Vladimir Nabokov

Prejudice & blue-blooded Brahmin in Pale Fire

By Alexey Sklyarenko , 17 April, 2026

According to Kinbote (in VN’s novel Pale Fire, 1962, Shade’s mad commentator who imagines that he is Charles the Beloved, the last self-exiled king of Zembla), he and Shade were talking one day about Prejudice:

 

We were talking one day about Prejudice. Earlier, at lunch in the Faculty Club, Prof. H's guest, a decrepit emeritus from Boston - whom his host described with deep respect as "a true Patrician, a real blue-blooded Brahmin" (the Brahmin's grandsire sold braces in Belfast) - had happened to say quite naturally and debonairly, in allusion to the origins of a not very engaging new man in the College Library, "one of the Chosen People, I understand" (enunciated with a small snort of comfortable relish); upon which Assistant Professor Misha Gordon, a red-haired musician, had roundly remarked that "of course, God might choose His people but man should choose his expressions."

As we strolled back, my friend and I, to our adjacent castles, under the sort of light April rain that in one of his lyrical poems he calls:

A rapid pencil sketch of Spring

Shade said that more than anything on earth he loathed Vulgarity and Brutality, and that one found these two ideally united in racial prejudice. He said that, as a man of letters, he could not help preferring "is a Jew" to "is Jewish" and "is a Negro" to "is colored"; but immediately added that this way of alluding to two kinds of bias in one breath was a good example of careless, or demagogic, lumping (much exploited by Left-Wingers) since it erased the distinction between two historical hells: diabolical persecution and the barbarous traditions of slavery. On the other hand (he admitted) the tears of all ill-treated human beings, throughout the hopelessness of all time, mathematically equaled each other; and perhaps (he thought) one did not err too much in tracing a family likeness (tensing of simian nostrils, sickening dulling of eyes) between the jasmine-belt lyncher and the mystical anti-Semite when under the influence of their pet obsessions. I said that a young Negro gardener (see note to line 998) whom I had recently hired - soon after the dismissal of an unforgettable roomer (see Foreword) - invariably used the word "colored." As a dealer in old and new words (observed Shade) he strongly objected to that epithet not only because it was artistically misleading, but also because its sense depended too much upon application and applier. Many competent Negroes (he agreed) considered it to be the only dignified word, emotionally neutral and ethically inoffensive; their endorsement obliged decent non-Negroes to follow their lead, and poets do not like to be led; but the genteel adore endorsements and now use "colored man" for "Negro" as they do "nude" for "naked" or "perspiration" for "sweat"; although of course (he conceded) there might be times when the poet welcomed the dimple of a marble haunch in "nude" or an appropriate beadiness in "perspiration." One also heard it used (he continued) by the prejudiced as a jocular euphemism in a darky anecdote when something funny is said or done by the "colored gentleman" (a sudden brother here of "the Hebrew gentleman" in Victorian novelettes).

YOUR OBJECTIVE
How would you render this sentence from the Pale Fire essay in Spanish: "Shade said that more than anything on earth he loathed Vulgarity and Brutality, and that one found these two ideally united in racial prejudice." None of the data has anything to do with the Pale Fire essay above.

GIVEN MATERIAL
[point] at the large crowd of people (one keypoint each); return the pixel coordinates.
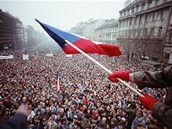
(86, 99)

FINAL ANSWER
Shade dijo que, más que nada en el mundo, detestaba la Vulgaridad y la Brutalidad, y que uno las encontraba a ambas idealmente unidas en el prejuicio racial.